**DESCRIPTION OF THE TASK**
The records must be retyped exactly, with no pictures included.
^^^^
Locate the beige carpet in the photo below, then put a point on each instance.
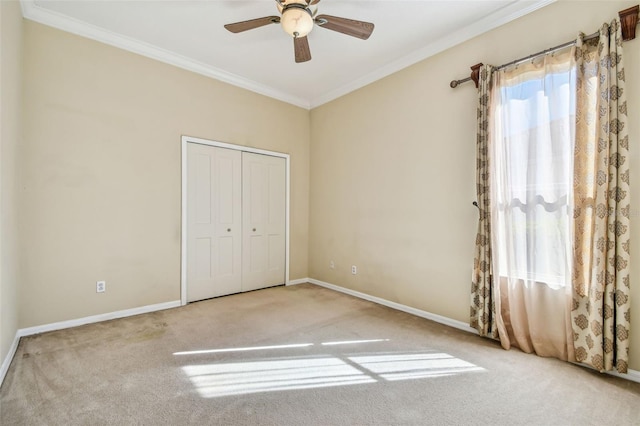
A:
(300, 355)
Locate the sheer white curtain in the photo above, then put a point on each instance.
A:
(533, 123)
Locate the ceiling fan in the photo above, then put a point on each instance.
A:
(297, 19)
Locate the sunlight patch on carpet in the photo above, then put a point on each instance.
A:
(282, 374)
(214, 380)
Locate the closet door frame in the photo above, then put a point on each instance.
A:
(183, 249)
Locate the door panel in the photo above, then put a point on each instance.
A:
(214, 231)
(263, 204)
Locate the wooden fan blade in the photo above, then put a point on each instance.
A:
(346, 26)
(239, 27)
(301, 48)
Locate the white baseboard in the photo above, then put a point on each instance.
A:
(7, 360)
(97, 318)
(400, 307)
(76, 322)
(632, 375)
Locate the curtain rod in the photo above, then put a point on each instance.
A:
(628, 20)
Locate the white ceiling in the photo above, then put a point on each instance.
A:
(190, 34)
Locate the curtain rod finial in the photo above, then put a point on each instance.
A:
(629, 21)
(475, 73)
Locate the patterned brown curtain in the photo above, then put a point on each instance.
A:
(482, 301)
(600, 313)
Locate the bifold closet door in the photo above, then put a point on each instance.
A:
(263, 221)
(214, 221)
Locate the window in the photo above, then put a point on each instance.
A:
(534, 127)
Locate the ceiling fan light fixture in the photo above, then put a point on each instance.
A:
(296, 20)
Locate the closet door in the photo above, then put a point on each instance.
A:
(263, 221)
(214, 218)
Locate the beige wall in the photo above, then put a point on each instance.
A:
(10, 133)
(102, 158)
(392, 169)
^^^^
**WRITTEN SOLUTION**
Locate the beige carpet in the photo below, then put a point on each instance.
A:
(300, 355)
Locate the sheer white curtain in the photo above, then put a point on each instance.
A:
(533, 123)
Locate the ceiling fan in the photo above, then put a point on each instance.
A:
(297, 19)
Locate the sunlight patch on carpet in the photo above, then put a point on each instance.
A:
(282, 374)
(214, 380)
Locate the closet door frame in the photo above, then put a point on each instance.
A:
(183, 249)
Locate the door panel in the photo above, then put a point on each instance.
A:
(214, 231)
(263, 204)
Locate the wooden fan blade in the photo above, then put a point on each instance.
A:
(346, 26)
(239, 27)
(301, 48)
Locate the white baseboard in the photo above, then put a point on each instance.
A:
(7, 360)
(97, 318)
(400, 307)
(76, 322)
(632, 375)
Locate the curtain rod in the photo above, then put a point on each instance.
A:
(628, 20)
Locate the white ceiling in the photo above, then put a point on each instance.
A:
(190, 34)
Locate the curtain rod finial in the photo above, then put a point on each instance.
A:
(629, 21)
(475, 73)
Locate the patterned brown curtain in the photo above, then put a point on each instance.
A:
(482, 301)
(600, 313)
Locate the bifold closet door in the photo above, then put a point on each instance.
A:
(263, 221)
(214, 221)
Locate the window in the photo above, then put a point on each instance.
A:
(534, 127)
Locate the ceiling fan light fixture in the photo above, then put a point on each instance.
A:
(296, 20)
Locate the closet door in the photo above, then put a point on each instance.
A:
(263, 221)
(214, 218)
Locate the beige wall in the photo above, then put a point on each instance.
A:
(10, 133)
(102, 158)
(392, 169)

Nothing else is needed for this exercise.